TEXT SECTION.
[Begin]
The example below is the OIB for a specific cryptographic seed, showing the first four fields listed above, which in this arrangement form the basic visual language of an OIB. OIBs always show these key data items in this physical relation to each other. This helps users become comfortable identifying objects displayed in this arrangement, as they learn what information to expect in what position.

In the context of a complete user interface, OIBs can be used for rapid recognition of numerous objects, such as in a list:

They can also be used as the header of an object detail view:

Another use is when relating separate objects back to a particular object. In this example, a single cryptographic seed has been split into multiple shares using the Blockchain Commons Sharded Secret Key Reconstruction (SSKR) algorithm. The coupons each display an OIB to visually identify the seed of which they contain a part, but none of them contain the complete seed. The coupons also omit the seed name, which is shown only on the page header kept by the seed owner.
[End]
STATED TASK 1. List every use of OIBs that the text on OIBs describes within a complete user interface.
The text on OIBs and the rows that follow are unrelated.

INFORMATION SUPPLIED.
[Begin]
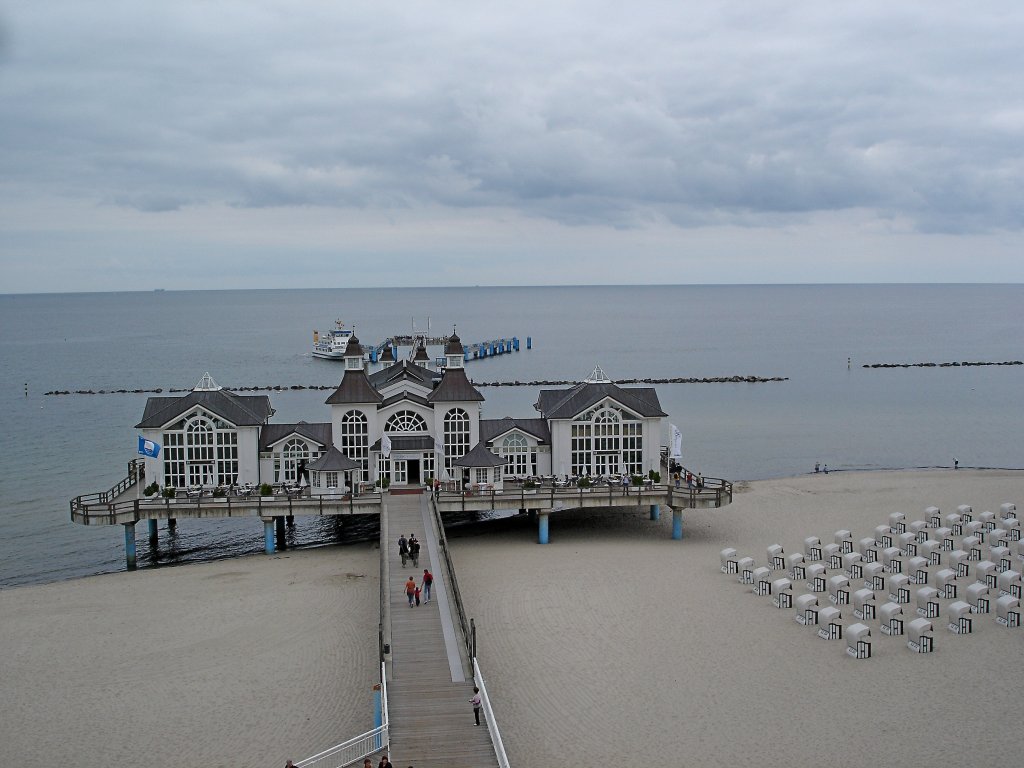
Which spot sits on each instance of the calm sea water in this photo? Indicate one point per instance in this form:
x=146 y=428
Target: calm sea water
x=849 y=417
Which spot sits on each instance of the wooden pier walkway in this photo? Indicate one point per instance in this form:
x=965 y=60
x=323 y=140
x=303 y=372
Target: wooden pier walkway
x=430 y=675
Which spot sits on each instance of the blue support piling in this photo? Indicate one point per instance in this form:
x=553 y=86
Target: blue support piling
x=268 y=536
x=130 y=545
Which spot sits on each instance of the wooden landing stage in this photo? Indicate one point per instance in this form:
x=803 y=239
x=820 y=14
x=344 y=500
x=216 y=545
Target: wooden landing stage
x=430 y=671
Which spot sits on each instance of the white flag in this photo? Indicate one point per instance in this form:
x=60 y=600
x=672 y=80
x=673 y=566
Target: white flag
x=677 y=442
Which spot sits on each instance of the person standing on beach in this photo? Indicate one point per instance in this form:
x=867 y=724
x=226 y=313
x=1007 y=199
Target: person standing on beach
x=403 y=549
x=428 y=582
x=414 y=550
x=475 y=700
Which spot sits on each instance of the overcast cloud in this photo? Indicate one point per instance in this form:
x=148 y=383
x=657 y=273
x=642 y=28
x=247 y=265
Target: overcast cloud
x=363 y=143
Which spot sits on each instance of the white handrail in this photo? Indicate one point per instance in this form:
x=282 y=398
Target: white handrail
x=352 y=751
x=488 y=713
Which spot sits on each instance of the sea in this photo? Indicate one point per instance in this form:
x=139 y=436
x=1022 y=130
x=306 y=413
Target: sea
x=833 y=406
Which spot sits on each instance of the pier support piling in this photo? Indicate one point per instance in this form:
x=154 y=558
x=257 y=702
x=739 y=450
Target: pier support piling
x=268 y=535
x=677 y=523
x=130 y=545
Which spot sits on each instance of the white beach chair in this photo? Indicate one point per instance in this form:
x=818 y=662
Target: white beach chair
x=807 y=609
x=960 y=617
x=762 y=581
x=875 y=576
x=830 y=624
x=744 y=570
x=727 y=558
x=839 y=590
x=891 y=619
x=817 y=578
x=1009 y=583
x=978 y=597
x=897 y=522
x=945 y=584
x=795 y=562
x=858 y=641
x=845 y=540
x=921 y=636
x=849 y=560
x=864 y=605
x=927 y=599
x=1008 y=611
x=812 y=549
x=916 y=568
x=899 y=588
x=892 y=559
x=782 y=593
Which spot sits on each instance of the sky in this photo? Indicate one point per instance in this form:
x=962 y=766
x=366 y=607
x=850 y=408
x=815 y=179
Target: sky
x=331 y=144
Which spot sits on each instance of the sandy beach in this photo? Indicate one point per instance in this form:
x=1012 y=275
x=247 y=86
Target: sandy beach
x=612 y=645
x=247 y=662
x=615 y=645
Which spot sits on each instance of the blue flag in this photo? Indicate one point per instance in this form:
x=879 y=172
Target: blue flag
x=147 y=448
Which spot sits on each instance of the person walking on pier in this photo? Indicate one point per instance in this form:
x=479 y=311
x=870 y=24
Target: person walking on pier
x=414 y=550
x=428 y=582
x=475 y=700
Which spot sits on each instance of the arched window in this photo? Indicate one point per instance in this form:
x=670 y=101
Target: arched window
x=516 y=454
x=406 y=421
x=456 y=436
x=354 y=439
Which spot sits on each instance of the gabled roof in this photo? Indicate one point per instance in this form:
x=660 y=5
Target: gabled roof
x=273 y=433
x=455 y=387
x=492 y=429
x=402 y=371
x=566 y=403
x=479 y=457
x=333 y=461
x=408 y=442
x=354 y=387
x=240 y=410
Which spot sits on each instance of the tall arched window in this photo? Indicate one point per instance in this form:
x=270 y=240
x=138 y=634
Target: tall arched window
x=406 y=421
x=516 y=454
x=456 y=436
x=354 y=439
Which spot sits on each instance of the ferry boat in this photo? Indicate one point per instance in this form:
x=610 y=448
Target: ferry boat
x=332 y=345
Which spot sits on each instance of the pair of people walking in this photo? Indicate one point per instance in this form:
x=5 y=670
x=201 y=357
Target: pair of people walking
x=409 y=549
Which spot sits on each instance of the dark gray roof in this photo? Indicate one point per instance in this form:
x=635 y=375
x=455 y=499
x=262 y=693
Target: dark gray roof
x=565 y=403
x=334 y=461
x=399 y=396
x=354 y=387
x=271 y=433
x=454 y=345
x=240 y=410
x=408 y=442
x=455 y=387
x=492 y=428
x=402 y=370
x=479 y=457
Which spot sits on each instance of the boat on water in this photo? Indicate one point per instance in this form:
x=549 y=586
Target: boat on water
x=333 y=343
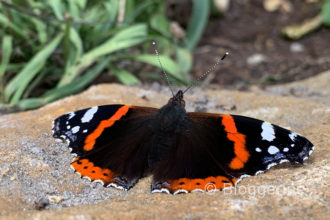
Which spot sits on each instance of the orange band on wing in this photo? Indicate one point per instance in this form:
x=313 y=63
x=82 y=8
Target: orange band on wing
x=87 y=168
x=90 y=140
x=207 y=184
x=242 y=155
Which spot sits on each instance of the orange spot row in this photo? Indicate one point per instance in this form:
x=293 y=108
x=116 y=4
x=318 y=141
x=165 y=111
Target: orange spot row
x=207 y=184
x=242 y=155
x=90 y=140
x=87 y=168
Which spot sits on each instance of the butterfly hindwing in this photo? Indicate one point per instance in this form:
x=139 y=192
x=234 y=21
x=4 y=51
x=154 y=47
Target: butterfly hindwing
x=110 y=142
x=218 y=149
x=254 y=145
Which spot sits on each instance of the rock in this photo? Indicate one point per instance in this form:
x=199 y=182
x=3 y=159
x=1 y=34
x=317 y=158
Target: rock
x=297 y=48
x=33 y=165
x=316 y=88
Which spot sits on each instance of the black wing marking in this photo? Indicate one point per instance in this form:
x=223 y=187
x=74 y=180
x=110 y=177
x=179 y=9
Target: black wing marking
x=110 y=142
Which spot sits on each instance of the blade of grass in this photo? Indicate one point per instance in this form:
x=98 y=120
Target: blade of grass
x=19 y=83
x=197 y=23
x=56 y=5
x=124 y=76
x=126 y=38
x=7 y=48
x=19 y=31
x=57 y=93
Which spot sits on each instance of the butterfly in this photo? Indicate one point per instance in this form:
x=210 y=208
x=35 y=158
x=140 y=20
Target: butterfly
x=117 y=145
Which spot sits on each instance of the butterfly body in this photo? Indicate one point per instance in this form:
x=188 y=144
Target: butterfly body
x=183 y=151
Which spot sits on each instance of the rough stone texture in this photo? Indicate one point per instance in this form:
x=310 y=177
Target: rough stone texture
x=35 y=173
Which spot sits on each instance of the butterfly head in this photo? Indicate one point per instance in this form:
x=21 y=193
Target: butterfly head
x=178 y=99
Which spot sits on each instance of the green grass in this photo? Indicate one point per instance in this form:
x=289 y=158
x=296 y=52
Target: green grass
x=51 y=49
[End]
STATED TASK 2. Output the rows from the line with "Which spot sits on each instance of the blue support" to the line with "x=677 y=442" as a Markdown table with columns No. and Content, numbering each line and leaving out blank lines.

REPLY 1.
- Rapid recognition of numerous objects, such as in a list
- The header of an object detail view
- Relating separate objects back to a particular object, such as the SSKR coupons that each display an OIB to identify the seed they contain a part of

REPLY 2.
| No. | Content |
|---|---|
| 1 | Which spot sits on each instance of the blue support piling in this photo? Indicate one point per instance in this form: |
| 2 | x=553 y=86 |
| 3 | Target: blue support piling |
| 4 | x=268 y=536 |
| 5 | x=130 y=545 |
| 6 | Which spot sits on each instance of the wooden landing stage in this photo? Indicate one point per instance in this form: |
| 7 | x=803 y=239 |
| 8 | x=820 y=14 |
| 9 | x=344 y=500 |
| 10 | x=216 y=545 |
| 11 | Target: wooden landing stage |
| 12 | x=430 y=671 |
| 13 | Which spot sits on each instance of the white flag in this photo? Indicate one point per instance in this form: |
| 14 | x=60 y=600 |
| 15 | x=672 y=80 |
| 16 | x=673 y=566 |
| 17 | Target: white flag |
| 18 | x=677 y=442 |